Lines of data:
--

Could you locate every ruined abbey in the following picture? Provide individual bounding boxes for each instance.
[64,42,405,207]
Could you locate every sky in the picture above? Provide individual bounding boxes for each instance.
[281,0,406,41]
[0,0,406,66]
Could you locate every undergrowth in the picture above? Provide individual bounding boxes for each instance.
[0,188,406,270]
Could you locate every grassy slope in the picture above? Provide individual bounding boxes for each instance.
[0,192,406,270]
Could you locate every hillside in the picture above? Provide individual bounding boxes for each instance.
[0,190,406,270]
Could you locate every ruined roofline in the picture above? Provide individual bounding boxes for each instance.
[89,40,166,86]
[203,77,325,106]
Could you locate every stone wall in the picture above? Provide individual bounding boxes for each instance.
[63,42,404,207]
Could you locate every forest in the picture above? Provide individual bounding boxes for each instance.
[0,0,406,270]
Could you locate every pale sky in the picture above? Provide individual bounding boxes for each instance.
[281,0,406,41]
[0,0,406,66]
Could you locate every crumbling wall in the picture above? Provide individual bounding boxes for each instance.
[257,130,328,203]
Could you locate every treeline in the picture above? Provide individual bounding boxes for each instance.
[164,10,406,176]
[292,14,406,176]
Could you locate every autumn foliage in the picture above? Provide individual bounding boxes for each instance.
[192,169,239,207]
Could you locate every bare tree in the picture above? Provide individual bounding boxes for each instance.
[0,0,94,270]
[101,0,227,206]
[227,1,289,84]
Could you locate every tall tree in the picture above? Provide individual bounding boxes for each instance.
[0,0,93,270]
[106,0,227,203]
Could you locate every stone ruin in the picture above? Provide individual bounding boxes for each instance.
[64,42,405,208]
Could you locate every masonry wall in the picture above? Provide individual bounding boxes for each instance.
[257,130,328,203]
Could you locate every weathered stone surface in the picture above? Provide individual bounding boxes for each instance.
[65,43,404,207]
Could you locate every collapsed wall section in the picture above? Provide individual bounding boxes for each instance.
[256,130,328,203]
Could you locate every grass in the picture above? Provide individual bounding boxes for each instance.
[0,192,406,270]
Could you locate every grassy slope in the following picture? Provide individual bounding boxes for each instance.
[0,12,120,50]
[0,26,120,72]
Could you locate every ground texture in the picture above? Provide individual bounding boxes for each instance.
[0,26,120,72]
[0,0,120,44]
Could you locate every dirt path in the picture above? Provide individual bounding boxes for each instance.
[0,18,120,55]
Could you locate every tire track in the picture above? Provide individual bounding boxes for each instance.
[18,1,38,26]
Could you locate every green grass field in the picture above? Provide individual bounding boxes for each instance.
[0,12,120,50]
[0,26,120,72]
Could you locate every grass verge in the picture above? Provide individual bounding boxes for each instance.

--

* **BRIEF**:
Can you output the lines above, from the start through the line containing "[0,0,406,270]", including both ends and copying every character unchanged?

* **ANSWER IN FULL**:
Could you locate every ruined abbey in the following picture? Provide individual bounding boxes for each instance.
[64,42,405,207]
Could you locate every sky in the picture above? Provide individual bounding boxes for each instance.
[281,0,406,41]
[0,0,406,66]
Could you locate every undergrowth in the picture above? Provide individual bounding boxes for each instance.
[0,188,406,270]
Could you locate every grassy slope in the picture above? Provide individual bounding boxes for each instance.
[0,192,406,270]
Could you locate every hillside in the picture above? Provide individual bounding boxes for each instance.
[0,190,406,270]
Could you locate every ruined roofline in the picture above? Provide individual bounding boxes for each instance.
[89,40,166,86]
[203,77,325,106]
Could you locate every stone wall in the picture above? Provide individual bounding boxes for each instance.
[63,42,404,207]
Could you locate every forest in the picture above? Provide individual bounding boxes for each instance.
[0,0,406,270]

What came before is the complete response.